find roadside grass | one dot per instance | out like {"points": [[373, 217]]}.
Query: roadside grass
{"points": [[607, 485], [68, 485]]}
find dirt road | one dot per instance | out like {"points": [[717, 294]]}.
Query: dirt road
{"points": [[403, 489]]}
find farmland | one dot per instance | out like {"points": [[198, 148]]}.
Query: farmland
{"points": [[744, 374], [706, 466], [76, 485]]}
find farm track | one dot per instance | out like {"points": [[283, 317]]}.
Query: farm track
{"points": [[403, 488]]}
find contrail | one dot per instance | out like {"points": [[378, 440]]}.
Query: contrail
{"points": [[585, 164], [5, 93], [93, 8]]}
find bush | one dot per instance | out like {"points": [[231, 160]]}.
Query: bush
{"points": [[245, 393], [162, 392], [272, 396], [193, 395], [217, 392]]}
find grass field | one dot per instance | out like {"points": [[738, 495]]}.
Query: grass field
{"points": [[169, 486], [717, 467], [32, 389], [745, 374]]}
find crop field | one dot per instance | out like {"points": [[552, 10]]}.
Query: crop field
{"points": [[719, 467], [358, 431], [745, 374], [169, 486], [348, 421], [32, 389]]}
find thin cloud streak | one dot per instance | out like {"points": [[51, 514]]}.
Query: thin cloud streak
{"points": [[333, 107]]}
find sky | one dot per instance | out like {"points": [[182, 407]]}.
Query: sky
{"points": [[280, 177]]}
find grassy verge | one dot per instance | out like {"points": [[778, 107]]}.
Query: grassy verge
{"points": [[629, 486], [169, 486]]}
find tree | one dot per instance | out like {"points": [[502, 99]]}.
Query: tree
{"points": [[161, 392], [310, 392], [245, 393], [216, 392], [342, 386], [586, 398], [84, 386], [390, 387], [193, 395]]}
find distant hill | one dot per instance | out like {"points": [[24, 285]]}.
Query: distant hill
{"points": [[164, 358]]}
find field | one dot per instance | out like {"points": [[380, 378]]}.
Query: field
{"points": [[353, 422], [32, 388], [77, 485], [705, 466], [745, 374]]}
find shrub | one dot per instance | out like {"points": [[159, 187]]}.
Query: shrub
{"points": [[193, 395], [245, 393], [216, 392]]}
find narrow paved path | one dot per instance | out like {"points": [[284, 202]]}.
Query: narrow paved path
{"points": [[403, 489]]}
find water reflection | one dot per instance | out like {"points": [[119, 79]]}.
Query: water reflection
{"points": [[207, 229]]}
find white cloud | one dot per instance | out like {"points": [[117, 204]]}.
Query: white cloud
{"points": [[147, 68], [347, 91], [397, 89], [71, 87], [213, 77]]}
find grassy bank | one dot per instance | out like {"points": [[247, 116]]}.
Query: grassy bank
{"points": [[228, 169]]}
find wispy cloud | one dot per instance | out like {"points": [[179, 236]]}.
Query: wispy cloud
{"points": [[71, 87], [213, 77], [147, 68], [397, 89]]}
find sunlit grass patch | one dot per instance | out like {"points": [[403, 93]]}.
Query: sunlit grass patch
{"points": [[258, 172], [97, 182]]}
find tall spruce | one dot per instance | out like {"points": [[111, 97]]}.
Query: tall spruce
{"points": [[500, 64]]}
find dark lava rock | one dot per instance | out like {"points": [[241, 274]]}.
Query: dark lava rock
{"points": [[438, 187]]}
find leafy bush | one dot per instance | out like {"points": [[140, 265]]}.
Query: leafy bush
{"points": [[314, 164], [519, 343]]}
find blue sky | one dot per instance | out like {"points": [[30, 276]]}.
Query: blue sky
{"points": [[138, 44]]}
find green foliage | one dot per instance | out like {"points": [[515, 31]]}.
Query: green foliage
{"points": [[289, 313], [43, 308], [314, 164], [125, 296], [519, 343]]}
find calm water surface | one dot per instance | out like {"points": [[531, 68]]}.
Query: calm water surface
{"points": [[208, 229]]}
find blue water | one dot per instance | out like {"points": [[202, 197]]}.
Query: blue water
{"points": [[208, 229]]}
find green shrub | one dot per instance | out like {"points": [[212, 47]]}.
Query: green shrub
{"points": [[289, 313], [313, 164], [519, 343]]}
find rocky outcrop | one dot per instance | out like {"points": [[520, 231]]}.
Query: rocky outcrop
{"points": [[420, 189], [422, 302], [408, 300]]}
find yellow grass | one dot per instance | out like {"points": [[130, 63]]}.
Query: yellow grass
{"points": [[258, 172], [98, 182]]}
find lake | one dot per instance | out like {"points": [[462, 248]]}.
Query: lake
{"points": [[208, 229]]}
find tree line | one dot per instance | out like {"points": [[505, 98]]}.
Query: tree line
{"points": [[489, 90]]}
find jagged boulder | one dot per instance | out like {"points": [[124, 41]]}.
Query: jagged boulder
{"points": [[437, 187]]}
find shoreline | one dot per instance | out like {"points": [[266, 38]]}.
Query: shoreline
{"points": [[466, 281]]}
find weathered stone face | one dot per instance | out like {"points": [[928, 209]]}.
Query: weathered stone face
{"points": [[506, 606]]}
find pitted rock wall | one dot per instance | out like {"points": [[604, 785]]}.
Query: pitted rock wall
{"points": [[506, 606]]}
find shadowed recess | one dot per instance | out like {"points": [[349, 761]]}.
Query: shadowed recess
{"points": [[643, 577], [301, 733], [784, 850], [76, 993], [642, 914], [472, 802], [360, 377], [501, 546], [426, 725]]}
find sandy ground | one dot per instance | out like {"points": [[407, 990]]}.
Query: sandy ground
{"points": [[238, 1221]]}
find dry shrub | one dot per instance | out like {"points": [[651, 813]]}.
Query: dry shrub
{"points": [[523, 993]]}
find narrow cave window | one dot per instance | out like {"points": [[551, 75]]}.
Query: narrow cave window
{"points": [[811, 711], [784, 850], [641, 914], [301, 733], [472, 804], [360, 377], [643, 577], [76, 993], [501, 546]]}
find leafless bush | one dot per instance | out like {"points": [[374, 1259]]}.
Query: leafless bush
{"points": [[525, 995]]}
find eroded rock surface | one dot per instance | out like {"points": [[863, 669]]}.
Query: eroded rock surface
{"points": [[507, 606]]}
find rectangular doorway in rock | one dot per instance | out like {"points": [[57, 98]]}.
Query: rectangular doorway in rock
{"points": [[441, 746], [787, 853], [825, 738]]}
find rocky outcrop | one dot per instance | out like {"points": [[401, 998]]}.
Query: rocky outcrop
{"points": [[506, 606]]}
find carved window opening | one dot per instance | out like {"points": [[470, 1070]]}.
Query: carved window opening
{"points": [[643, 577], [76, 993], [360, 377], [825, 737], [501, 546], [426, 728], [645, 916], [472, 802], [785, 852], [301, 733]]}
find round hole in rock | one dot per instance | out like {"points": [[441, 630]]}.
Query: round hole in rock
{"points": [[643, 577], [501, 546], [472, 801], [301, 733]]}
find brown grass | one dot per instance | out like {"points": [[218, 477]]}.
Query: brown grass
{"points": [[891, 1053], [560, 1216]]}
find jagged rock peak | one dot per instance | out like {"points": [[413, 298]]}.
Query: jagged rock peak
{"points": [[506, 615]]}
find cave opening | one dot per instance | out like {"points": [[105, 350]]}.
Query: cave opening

→ **JOB**:
Starting with the line that contains "find carved window", repeat each line through the last one exactly as it appears. Include both ends and nothing more.

→ **TASK RESPONSE**:
find carved window opening | one dot per instance | out like {"points": [[470, 1070]]}.
Query: carved window opening
{"points": [[643, 577], [76, 993], [360, 377], [825, 737], [501, 546], [426, 728], [645, 916], [472, 802], [785, 852], [301, 733]]}
find round hole in rock | one dot per instance | out like {"points": [[441, 630]]}.
Query: round hole in rock
{"points": [[643, 577], [501, 546], [472, 801], [301, 733]]}
find brown grass | one dot per instance | out like {"points": [[218, 477]]}.
Query: brown grass
{"points": [[891, 1053], [560, 1216]]}
find jagged rock peak | one dot per instance | out like {"points": [[413, 298]]}.
Query: jagged rock peak
{"points": [[506, 615]]}
find cave opening | one dot per instance | out like {"points": [[105, 350]]}.
Query: cave opening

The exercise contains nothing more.